§ Task prompt
Output only the span of lines that begins at the line containing "Mark each instance of the white" and ends at the last line of the data, both included, exactly as they appear.
** Opening Records for this exercise block **
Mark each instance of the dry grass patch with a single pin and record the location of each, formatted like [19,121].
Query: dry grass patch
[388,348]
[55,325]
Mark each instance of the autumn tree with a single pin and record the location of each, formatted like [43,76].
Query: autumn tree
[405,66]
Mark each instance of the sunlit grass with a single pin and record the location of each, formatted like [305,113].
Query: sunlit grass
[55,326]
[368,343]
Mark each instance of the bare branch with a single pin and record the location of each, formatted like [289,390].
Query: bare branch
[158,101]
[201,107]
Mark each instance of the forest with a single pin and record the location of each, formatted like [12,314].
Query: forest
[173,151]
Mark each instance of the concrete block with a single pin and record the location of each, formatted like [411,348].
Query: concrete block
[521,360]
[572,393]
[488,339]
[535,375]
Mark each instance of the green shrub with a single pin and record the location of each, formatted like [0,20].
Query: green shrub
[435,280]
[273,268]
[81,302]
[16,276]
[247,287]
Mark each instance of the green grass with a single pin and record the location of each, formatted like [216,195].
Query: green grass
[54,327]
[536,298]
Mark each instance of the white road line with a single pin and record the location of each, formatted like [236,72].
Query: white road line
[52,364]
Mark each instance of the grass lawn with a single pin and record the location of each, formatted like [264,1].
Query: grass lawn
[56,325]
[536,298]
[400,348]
** Closing Records for this exercise block **
§ Your solution
Mark each instance of the white road line with a single pin and record the location of each, formatted like [236,72].
Query: white road line
[52,364]
Mark each instance of the grass lawn with a single pin and record the location of each, formatted like [264,1].
Query: grass lawn
[56,325]
[536,298]
[400,348]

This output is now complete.